## ACTIONS TO TAKE
1 – Retype the stretch of the airport piece from "Likewise, when the" through "proud or ashamed." with no changes.
2 – Extend the personal piece about the size of airports by writing what comes after its final sentence.

## DOCUMENT TEXT
I got talking with a friend who does a lot of business travel. She said that she considered an airport in a particular American city, ‘huge’.
Even although it’s been a good number of years since I traveled through that airport and what was a just-started expansion when I was flying through it is now complete, I still wouldn’t consider it ‘huge’. To me, only Atlanta’s Hartsfield-Jackson and Dallas’ DFW, where in each you have to take a train to go from concourse to concourse, would be considered ‘huge’, domestically.
Likewise, when the bleached-blonde, red-nailed, two-carat Ex described Amsterdam’s Schiphol Airport as ‘huge’, when I flew through it a couple of years ago, it didn’t seem big enough to be deemed ‘huge’, to me.
I started thinking about the airports I’ve been in. There’s been a few. I listed them in a spreadsheet.
Forty-eight. In eleven countries.
That’s a lot of rental cars and a lot of nights in a hotel room. I don’t know if I should be proud or ashamed.

## LISTED ENTRIES
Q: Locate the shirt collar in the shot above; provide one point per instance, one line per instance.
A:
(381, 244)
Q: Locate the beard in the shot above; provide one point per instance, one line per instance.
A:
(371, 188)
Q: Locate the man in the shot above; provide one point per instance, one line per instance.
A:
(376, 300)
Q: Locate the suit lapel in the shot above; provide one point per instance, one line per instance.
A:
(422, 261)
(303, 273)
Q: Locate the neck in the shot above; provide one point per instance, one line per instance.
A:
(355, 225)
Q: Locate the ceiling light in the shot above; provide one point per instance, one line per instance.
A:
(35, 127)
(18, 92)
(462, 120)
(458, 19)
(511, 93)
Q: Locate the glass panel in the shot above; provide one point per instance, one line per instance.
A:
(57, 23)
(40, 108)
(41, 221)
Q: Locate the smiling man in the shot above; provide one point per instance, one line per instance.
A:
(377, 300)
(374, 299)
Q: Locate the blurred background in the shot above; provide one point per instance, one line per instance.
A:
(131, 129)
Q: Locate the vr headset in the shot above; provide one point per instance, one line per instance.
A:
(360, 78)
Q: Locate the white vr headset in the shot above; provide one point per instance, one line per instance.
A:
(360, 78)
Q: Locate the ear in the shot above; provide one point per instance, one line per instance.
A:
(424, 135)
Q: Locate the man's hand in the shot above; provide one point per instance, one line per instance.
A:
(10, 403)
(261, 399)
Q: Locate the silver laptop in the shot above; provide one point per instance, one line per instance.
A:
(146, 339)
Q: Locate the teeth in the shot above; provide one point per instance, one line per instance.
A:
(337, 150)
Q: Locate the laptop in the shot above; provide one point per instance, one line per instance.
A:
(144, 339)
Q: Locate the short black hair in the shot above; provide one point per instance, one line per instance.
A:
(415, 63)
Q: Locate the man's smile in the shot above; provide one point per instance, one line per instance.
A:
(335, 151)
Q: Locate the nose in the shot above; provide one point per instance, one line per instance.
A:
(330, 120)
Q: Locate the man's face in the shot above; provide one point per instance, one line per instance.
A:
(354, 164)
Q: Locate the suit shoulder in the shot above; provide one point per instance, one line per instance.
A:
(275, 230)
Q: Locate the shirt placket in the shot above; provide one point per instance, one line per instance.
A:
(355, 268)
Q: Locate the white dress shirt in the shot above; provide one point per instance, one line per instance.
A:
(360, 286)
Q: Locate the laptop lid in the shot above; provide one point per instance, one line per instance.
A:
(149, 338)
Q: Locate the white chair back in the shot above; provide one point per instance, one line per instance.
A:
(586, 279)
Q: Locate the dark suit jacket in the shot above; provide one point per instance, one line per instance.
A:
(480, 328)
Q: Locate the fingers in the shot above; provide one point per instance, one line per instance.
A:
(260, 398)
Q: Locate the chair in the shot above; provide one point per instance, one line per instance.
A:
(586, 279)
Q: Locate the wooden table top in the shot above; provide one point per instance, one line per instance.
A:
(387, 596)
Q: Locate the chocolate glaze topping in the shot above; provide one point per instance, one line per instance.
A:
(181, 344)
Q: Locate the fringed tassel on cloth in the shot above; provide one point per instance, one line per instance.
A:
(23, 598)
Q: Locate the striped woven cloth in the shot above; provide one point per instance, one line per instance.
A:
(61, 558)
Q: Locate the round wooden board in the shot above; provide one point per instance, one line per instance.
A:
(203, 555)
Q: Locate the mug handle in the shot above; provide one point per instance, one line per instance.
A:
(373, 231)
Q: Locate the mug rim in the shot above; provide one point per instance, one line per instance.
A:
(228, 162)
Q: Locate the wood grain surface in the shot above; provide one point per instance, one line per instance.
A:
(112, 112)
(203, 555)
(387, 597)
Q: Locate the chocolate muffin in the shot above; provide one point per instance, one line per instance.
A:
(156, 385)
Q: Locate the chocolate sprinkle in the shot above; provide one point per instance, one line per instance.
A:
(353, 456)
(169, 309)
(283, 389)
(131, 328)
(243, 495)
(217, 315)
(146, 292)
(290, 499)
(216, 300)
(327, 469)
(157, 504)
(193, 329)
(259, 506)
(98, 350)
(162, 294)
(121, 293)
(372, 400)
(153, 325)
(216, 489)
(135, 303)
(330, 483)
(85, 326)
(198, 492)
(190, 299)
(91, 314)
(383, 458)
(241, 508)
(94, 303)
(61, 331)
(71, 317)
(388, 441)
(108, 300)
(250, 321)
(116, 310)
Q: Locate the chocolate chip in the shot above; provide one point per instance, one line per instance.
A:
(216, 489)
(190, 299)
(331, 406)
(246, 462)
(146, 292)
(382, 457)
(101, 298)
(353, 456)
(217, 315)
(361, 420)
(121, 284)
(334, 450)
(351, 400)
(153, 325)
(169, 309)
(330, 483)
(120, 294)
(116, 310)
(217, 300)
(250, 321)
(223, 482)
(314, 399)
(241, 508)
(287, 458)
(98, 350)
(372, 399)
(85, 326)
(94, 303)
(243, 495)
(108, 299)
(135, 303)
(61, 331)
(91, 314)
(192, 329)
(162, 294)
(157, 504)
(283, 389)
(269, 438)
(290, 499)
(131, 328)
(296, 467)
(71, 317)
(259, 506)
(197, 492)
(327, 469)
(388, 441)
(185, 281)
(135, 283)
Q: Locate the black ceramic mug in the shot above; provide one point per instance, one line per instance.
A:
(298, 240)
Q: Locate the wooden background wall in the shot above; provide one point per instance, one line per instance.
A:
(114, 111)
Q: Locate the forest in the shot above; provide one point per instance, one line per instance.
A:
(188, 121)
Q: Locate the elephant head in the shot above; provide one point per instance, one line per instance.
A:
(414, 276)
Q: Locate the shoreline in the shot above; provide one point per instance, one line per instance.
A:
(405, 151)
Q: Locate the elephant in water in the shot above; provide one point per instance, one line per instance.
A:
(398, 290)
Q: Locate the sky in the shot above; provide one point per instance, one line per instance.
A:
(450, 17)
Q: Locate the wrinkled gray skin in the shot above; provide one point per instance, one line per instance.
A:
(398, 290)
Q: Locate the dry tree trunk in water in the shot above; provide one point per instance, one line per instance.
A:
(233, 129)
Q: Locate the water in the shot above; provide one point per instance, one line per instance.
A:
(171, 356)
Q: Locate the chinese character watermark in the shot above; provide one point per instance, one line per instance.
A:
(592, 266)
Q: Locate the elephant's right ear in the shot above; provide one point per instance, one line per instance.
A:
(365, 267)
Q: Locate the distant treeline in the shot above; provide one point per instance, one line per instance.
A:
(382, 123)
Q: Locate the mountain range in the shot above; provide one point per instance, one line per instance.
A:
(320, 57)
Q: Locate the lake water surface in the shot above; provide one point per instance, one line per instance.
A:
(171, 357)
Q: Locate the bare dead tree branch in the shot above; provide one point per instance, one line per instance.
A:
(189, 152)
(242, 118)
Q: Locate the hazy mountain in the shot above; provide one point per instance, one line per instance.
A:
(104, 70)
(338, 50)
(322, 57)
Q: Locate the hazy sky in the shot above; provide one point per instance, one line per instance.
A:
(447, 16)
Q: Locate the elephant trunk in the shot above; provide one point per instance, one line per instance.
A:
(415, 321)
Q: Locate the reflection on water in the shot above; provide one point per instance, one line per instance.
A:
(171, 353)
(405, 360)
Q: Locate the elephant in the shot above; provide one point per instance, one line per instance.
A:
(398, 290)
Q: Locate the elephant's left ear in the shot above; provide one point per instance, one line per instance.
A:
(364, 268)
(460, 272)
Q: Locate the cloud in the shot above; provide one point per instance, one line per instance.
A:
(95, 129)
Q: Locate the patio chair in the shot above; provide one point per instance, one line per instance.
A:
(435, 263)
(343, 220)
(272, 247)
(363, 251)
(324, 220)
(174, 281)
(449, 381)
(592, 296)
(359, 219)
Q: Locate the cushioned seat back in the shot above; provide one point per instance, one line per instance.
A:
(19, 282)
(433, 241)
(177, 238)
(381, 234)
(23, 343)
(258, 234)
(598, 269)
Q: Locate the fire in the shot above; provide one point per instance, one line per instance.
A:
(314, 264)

## RESPONSES BY TASK
1 –
Likewise, when the bleached-blonde, red-nailed, two-carat Ex described Amsterdam’s Schiphol Airport as ‘huge’, when I flew through it a couple of years ago, it didn’t seem big enough to be deemed ‘huge’, to me.
I started thinking about the airports I’ve been in. There’s been a few. I listed them in a spreadsheet.
Forty-eight. In eleven countries.
That’s a lot of rental cars and a lot of nights in a hotel room. I don’t know if I should be proud or ashamed.

2 –
Here they are:
Thunder Bay, ON
San Antonio, TX
San Juan, PR
Cape Town, South Africa
The list does not include Chattanooga TN, visited – because I love to torture myself – but not flown through.
Other people had lives, joined bowling leagues, went to church on Wednesdays. I went to public restrooms and joined Frequent Flier programs. My traveling friend has a fancy new car that sounds a particular ‘ping’ as an alert when a door is ajar.
It is identical to the sound heard on an airplane and I was fully expecting to hear a female voice say, “Ladies and gentlemen, please remain seated with your seatbelt fastened until the aircraft has come to a complete halt and the captain turns off the fasten seatbelt signs.”
When I was a teenager in the sixties, I sent off to Eastern Airlines for an employment kit to see what was required to become a steward on an airplane. At the same time, on television I enjoyed a program called “Along Came Bronson”, about a guy on a motorcycle who traveled from town to town, meeting new people constantly.
In a way, it looks like they both – Eastern Airlines and Bronson – became a reality.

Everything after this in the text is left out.